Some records
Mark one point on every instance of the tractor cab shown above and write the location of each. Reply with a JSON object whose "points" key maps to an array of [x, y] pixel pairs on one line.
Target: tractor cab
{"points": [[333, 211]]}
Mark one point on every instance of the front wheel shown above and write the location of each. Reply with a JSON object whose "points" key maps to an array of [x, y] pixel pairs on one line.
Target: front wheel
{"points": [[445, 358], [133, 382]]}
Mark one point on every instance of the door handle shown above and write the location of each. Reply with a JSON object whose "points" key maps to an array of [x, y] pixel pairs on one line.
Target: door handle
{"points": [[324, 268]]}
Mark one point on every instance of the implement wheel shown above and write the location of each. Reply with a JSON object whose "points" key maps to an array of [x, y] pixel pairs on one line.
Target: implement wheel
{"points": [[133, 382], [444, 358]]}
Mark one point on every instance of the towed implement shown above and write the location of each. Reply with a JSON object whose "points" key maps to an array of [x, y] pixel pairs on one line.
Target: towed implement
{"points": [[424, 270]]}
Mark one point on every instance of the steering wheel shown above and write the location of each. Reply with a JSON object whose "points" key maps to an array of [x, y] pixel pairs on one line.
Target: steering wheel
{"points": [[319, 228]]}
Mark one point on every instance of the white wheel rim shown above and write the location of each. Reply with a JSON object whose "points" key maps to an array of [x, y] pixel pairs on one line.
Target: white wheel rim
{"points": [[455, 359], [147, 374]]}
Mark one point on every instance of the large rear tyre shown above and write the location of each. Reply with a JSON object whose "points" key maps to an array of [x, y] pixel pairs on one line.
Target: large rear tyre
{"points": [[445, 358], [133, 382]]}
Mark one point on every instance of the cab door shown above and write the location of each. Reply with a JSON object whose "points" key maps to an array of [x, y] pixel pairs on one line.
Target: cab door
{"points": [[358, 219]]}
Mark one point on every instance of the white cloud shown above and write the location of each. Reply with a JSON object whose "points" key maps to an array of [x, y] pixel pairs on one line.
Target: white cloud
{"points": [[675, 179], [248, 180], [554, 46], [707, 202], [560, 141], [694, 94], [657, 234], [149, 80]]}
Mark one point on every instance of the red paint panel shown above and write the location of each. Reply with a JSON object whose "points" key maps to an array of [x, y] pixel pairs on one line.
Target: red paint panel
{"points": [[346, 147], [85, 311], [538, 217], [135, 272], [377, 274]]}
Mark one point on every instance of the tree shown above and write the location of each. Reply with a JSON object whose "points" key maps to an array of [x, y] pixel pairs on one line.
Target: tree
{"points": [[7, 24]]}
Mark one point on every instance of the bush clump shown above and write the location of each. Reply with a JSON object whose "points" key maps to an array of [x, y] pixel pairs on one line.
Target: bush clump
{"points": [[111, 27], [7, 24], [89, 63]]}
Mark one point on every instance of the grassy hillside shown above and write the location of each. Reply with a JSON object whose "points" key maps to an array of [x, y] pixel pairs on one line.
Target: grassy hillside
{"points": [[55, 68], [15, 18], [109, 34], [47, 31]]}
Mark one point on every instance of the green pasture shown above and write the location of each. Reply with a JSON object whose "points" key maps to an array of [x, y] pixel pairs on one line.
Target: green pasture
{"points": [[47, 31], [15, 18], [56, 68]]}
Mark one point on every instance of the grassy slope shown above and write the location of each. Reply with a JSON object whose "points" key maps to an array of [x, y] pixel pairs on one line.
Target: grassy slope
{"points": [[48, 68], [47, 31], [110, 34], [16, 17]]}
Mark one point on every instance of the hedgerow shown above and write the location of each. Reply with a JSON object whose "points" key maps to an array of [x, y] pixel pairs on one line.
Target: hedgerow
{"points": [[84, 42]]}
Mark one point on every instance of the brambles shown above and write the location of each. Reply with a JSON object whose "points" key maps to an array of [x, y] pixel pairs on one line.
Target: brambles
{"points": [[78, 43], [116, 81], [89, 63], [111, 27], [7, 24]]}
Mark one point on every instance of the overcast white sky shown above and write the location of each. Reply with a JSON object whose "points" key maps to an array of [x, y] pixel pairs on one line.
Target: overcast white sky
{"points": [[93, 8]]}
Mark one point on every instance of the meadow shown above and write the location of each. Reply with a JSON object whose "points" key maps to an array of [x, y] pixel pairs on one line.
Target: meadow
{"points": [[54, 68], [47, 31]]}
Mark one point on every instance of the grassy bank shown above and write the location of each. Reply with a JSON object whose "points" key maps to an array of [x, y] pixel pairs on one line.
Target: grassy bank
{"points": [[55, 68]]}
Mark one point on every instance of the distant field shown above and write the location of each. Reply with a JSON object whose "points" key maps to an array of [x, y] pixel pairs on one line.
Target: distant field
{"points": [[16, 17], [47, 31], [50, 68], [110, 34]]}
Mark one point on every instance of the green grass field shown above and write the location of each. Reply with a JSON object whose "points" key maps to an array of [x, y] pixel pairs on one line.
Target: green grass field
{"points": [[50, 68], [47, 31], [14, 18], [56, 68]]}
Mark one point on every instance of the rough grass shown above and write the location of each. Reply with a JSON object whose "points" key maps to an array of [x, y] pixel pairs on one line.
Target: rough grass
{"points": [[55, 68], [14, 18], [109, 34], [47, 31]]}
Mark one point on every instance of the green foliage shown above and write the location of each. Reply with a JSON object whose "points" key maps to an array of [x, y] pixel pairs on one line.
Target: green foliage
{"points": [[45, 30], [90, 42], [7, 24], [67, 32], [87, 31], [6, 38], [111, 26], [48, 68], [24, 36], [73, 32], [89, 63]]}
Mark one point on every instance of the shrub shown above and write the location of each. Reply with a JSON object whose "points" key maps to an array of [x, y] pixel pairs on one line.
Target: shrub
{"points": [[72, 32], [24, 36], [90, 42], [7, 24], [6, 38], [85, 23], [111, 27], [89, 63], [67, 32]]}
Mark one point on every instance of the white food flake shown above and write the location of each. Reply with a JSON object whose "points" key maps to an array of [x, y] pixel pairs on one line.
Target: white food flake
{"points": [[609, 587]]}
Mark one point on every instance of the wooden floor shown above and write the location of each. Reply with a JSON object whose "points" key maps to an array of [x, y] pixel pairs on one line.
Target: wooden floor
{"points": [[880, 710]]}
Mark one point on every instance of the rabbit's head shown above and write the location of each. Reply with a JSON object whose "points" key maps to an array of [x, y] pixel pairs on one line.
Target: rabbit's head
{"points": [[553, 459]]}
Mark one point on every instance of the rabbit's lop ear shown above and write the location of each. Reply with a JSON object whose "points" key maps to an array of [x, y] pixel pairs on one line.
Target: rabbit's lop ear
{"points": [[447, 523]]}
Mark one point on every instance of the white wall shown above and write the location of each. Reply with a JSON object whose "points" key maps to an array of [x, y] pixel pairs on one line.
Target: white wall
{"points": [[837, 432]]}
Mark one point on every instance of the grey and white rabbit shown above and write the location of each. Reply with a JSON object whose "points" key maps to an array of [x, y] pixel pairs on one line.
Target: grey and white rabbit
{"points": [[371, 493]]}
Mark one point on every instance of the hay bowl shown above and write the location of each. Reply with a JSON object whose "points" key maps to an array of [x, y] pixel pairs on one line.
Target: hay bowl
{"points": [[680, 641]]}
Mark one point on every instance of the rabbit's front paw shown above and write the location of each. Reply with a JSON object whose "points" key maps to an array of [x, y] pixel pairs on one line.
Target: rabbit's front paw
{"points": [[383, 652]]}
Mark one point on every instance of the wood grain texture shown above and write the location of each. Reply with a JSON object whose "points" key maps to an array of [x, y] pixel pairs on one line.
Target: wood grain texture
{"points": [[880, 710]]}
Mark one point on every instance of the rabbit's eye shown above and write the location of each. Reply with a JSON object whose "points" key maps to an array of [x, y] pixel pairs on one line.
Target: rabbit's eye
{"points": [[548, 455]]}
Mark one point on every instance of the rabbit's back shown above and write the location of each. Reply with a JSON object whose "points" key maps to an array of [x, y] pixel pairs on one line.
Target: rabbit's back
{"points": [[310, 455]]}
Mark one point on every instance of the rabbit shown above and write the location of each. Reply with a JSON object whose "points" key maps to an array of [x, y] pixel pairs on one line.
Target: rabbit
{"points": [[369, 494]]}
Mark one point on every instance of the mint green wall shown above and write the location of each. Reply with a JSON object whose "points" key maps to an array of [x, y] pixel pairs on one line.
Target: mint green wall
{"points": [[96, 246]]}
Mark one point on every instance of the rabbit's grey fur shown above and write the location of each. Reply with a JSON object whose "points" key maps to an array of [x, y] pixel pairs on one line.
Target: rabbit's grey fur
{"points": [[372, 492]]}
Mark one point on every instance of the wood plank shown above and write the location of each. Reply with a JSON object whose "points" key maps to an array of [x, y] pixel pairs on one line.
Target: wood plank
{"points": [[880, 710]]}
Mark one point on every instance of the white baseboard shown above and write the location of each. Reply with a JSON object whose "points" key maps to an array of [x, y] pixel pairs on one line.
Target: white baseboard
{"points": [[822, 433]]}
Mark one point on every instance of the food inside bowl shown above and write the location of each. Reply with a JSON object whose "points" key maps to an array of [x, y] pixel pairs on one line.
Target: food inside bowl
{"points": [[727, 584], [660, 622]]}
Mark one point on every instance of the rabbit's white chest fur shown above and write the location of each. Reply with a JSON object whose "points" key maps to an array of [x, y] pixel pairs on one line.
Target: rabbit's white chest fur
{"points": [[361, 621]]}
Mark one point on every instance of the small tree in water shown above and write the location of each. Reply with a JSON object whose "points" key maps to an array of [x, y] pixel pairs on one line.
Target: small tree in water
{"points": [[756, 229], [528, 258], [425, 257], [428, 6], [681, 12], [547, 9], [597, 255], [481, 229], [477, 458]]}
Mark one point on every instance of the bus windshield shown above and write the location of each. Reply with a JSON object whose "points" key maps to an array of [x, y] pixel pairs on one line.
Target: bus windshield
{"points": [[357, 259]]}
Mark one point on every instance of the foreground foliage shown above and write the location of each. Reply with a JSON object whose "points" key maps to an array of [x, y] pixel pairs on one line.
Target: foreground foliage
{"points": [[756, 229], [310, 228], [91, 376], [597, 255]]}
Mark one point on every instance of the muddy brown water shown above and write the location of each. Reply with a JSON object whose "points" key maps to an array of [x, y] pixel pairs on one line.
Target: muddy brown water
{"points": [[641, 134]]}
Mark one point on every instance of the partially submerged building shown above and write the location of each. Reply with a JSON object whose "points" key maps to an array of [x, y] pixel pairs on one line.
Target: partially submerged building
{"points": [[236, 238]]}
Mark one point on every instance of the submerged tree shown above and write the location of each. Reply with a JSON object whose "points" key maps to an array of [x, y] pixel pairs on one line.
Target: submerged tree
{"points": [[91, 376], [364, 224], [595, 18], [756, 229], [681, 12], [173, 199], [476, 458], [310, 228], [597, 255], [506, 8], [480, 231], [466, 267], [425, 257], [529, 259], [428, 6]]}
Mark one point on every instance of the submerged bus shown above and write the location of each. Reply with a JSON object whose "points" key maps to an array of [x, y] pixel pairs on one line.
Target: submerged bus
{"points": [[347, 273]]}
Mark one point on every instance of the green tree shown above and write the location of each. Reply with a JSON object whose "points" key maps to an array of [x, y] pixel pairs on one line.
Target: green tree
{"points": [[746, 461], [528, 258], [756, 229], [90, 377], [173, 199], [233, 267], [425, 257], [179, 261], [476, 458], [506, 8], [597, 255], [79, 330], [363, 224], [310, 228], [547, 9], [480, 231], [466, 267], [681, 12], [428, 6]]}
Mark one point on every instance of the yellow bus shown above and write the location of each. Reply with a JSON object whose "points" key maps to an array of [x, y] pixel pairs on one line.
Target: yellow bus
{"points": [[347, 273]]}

> _What this task involves_: The required output is the exact sequence of lines from the one containing "Mark one point on every instance of the submerged bus" through the end of the listing, both endpoints included.

> _Result of this task_:
Mark one point on every instance of the submerged bus shown above and write the location of each. Reply with a JSON object whose "points" key maps to an array of [x, y] pixel pairs on one line.
Target: submerged bus
{"points": [[347, 273]]}
Mark one point on every instance of the green tree shown above and write the location of each. Reply with a JSON object whose "points" key maps to an array of [x, y] pixel pairs on one line.
Target: green tree
{"points": [[746, 461], [528, 258], [756, 229], [90, 377], [173, 199], [233, 267], [425, 257], [179, 261], [476, 458], [506, 8], [597, 255], [79, 330], [363, 224], [310, 228], [547, 9], [480, 231], [466, 267], [681, 12], [428, 6]]}
Mark one point on every instance of the yellow bus shown above and write the location of each. Reply with a JSON object whose "points" key maps to an array of [x, y] pixel pairs on one line.
Target: yellow bus
{"points": [[347, 273]]}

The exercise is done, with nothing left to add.